■ Record excerpts:
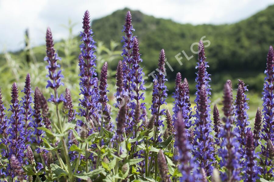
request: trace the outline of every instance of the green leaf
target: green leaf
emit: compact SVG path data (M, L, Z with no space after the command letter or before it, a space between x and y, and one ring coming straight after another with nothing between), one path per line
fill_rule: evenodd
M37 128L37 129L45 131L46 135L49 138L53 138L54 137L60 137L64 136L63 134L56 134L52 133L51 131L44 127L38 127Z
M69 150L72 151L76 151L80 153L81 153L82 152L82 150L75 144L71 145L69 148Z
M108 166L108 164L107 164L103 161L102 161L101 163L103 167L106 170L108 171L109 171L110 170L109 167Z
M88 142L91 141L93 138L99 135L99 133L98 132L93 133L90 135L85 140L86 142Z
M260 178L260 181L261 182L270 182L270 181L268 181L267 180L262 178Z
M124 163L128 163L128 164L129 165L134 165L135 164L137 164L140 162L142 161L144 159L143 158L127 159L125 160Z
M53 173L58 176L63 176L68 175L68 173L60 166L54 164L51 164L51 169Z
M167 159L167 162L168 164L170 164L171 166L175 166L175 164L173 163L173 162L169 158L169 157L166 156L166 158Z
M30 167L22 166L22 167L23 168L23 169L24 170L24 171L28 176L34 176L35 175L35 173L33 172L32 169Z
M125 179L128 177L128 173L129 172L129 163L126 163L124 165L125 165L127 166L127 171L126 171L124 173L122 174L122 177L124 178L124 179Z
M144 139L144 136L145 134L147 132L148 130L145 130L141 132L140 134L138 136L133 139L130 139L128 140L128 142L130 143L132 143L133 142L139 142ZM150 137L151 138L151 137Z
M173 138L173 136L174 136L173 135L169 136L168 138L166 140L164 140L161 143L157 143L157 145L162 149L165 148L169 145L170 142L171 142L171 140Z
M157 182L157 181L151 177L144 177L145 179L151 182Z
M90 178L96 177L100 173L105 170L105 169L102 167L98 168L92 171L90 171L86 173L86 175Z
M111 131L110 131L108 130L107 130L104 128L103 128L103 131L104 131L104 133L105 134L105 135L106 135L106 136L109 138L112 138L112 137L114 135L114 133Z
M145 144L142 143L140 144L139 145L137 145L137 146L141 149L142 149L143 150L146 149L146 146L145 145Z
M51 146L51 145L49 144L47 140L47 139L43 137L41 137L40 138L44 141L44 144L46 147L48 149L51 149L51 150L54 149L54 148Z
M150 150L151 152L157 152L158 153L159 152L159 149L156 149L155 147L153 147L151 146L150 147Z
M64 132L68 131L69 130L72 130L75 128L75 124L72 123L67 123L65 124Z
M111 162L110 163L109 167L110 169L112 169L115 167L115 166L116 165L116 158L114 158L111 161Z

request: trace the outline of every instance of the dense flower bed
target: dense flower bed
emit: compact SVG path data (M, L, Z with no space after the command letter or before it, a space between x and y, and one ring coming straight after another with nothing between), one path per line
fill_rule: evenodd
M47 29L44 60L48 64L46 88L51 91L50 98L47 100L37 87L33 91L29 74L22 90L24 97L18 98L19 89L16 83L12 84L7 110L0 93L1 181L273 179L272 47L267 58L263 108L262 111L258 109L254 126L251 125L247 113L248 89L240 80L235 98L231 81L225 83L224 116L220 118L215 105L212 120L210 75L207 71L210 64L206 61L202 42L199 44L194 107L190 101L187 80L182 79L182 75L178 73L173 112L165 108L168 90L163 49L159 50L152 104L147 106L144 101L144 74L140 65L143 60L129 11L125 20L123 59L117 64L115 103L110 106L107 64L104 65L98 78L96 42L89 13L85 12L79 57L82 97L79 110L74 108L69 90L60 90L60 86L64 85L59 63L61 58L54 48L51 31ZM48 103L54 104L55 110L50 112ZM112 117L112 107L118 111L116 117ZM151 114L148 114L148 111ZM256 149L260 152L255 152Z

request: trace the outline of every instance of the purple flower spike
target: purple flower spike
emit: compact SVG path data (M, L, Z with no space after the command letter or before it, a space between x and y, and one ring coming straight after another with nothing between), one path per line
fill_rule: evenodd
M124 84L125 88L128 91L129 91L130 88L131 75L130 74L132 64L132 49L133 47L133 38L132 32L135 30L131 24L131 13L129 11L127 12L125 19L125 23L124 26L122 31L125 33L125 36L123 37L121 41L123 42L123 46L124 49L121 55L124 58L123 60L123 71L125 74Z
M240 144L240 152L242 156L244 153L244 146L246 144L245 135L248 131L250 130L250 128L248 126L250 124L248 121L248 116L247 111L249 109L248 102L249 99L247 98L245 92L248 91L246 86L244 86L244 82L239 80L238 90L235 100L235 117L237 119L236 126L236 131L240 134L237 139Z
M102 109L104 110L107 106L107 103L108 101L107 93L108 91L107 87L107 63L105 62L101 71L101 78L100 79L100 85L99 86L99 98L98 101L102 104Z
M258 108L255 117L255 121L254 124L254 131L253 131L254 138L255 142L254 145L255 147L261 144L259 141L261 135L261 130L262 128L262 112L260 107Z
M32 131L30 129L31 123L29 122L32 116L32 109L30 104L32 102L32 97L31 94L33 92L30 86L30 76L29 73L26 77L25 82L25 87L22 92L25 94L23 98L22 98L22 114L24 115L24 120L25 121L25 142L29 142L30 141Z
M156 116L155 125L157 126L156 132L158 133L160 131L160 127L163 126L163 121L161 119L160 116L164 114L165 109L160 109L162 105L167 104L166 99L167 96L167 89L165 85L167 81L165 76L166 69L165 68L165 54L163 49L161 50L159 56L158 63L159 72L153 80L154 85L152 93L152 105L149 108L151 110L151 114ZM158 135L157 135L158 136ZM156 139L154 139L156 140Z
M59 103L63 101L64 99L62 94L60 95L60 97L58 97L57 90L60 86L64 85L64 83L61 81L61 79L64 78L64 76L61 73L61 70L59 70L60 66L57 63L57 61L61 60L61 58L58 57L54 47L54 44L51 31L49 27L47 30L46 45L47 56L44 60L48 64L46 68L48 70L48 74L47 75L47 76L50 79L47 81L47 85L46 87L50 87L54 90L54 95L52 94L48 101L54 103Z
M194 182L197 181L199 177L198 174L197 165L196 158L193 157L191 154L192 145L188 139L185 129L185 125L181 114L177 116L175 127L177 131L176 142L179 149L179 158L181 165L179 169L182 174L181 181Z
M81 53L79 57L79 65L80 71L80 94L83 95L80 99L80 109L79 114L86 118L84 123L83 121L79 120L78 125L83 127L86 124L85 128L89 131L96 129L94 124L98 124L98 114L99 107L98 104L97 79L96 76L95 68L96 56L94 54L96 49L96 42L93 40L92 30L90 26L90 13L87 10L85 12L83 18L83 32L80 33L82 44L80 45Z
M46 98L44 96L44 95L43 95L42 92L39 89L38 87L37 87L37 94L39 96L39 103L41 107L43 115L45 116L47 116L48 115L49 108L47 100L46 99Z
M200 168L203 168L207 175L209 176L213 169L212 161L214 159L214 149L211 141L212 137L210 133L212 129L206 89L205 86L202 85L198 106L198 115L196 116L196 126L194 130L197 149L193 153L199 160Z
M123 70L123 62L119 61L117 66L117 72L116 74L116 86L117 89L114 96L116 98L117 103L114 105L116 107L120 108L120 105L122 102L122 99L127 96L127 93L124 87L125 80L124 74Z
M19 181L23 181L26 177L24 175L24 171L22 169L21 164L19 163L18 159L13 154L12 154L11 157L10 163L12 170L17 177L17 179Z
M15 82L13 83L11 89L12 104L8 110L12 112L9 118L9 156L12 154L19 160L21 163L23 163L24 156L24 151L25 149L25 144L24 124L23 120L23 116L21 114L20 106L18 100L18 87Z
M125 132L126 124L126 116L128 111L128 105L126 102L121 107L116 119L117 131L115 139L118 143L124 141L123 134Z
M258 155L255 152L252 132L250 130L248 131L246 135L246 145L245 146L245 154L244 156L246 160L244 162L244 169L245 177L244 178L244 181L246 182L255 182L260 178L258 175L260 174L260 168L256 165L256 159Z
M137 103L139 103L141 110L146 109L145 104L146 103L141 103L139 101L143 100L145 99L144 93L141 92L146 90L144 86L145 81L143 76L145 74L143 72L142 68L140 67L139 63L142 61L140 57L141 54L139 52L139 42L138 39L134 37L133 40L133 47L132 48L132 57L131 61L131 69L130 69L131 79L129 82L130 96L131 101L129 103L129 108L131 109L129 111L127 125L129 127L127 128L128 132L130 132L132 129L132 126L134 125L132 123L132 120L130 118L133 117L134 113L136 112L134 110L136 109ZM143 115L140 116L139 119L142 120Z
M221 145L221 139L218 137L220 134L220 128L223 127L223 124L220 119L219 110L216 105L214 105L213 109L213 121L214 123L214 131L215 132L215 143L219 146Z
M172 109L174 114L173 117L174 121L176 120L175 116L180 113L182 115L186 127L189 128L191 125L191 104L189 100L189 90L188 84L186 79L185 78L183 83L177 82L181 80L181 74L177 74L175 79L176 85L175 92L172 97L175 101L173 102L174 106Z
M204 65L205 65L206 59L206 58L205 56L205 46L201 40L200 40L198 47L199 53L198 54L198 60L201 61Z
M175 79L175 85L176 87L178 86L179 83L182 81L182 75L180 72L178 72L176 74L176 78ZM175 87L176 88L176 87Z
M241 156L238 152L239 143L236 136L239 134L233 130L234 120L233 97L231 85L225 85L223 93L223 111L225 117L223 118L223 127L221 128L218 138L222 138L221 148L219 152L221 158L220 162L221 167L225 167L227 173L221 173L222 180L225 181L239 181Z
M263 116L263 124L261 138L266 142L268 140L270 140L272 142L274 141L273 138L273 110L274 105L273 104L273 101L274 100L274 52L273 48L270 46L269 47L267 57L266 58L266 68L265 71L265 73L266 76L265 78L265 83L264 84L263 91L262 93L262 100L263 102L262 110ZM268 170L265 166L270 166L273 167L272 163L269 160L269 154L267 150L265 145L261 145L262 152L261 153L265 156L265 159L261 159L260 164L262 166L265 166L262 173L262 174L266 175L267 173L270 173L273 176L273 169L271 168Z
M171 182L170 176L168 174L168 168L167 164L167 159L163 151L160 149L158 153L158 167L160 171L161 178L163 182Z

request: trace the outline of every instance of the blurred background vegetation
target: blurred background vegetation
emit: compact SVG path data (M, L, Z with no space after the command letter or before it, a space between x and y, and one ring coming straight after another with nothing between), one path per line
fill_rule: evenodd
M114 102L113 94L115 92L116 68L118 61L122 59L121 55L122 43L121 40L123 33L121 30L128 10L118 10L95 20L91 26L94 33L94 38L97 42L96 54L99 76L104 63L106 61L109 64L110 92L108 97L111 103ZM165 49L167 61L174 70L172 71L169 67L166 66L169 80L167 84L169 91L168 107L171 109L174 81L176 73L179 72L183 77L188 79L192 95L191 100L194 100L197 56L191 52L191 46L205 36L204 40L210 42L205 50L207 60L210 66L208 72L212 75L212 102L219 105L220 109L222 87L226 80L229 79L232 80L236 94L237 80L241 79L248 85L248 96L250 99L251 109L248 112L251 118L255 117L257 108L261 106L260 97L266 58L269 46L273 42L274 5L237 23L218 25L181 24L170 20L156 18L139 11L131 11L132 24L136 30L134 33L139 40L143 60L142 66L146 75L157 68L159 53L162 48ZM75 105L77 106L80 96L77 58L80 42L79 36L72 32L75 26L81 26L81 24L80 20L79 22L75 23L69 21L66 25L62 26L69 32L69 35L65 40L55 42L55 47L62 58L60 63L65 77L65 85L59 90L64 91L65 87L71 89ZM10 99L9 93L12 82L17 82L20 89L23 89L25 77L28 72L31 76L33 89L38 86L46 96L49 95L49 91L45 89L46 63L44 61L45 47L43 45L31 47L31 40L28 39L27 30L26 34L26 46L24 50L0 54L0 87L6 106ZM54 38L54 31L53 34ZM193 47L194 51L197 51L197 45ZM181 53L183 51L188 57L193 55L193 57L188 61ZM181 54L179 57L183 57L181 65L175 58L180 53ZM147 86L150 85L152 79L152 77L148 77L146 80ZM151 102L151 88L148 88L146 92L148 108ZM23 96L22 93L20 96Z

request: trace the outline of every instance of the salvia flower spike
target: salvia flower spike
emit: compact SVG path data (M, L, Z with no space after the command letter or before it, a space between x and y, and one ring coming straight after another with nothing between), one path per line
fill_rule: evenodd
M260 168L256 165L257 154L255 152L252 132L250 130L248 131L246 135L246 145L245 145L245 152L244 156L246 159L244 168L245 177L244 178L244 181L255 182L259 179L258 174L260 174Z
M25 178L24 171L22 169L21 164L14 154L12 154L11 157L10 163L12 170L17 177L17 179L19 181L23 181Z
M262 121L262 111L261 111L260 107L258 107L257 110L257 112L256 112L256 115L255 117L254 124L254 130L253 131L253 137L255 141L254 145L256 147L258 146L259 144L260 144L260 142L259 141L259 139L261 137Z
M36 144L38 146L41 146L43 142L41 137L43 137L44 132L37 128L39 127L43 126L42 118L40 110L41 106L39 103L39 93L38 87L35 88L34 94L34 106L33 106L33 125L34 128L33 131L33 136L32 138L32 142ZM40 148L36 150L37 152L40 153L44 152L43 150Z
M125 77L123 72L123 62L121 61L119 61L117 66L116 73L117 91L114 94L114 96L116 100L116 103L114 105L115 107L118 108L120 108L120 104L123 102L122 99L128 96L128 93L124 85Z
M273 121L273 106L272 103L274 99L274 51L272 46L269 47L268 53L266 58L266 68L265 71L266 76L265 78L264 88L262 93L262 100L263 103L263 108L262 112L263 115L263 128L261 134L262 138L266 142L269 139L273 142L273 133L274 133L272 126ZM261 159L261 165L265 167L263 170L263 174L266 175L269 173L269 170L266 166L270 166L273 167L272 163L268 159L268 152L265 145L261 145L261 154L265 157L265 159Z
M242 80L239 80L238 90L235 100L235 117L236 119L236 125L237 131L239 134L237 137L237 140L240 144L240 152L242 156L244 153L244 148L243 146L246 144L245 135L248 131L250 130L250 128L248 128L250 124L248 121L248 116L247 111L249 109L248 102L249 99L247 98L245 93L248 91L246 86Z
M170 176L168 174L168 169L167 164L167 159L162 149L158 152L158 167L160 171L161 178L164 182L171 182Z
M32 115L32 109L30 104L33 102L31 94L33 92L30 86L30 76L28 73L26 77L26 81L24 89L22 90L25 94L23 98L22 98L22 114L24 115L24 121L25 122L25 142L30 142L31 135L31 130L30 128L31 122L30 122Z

■ Requirements: Please format the entries as a Markdown table with the columns Row and Entry line. Start with the line that contains "request: trace the outline of every instance of the salvia" and go on through the line that contains "M242 80L239 80L238", giving one row per line and leaving out blank lines.

■ Response:
| Row | Entry line |
|---|---|
| 1 | request: trace the outline of every instance of the salvia flower spike |
| 2 | target: salvia flower spike |
| 3 | emit: compact SVG path data (M, L, Z with no space after the command letter or before it, a space between x and y, and one ring coming straight after another with nothing between), one path per line |
| 4 | fill_rule: evenodd |
| 5 | M260 168L256 165L257 154L255 152L252 132L250 130L248 131L246 135L246 145L245 145L245 152L244 156L246 159L244 168L245 177L244 178L244 181L255 182L259 179L258 174L260 174Z |
| 6 | M25 178L24 171L22 169L21 164L14 154L12 154L11 157L10 163L12 170L17 177L17 179L19 181L23 181Z |
| 7 | M262 121L262 111L261 111L260 107L258 107L257 110L257 112L256 112L256 115L255 117L254 124L254 130L253 131L253 137L255 141L254 145L256 147L258 146L259 144L260 144L260 142L259 141L259 139L261 137Z |
| 8 | M36 144L38 146L41 146L43 142L41 137L43 137L44 132L37 128L39 127L43 126L42 118L40 110L41 106L39 103L39 93L38 87L35 88L34 94L34 106L33 106L33 125L34 128L33 131L33 136L32 138L32 142ZM40 148L36 150L37 152L40 153L44 152L43 150Z |
| 9 | M125 77L123 72L123 62L121 61L119 61L117 66L116 73L117 91L114 94L114 96L116 100L116 103L114 105L115 107L118 108L120 108L120 104L123 102L122 99L128 96L128 93L124 85Z |
| 10 | M273 121L273 106L272 103L274 99L274 51L272 46L269 47L268 53L266 58L266 68L265 71L266 76L265 78L264 88L262 93L262 100L263 103L263 108L262 112L263 115L263 128L261 134L262 138L266 142L269 139L273 142L273 133L274 133L272 126ZM261 159L261 165L265 167L263 170L263 174L266 175L269 173L269 170L266 166L270 166L273 167L272 163L268 159L268 152L265 145L261 145L261 154L265 157L265 159Z |
| 11 | M242 80L239 80L238 90L235 100L235 117L236 119L236 125L237 131L239 134L237 137L237 140L240 144L240 152L242 156L244 153L244 148L243 146L246 144L245 135L248 131L250 130L250 128L248 128L250 124L248 121L248 116L247 111L249 109L248 102L249 99L247 98L245 93L248 91L246 86Z |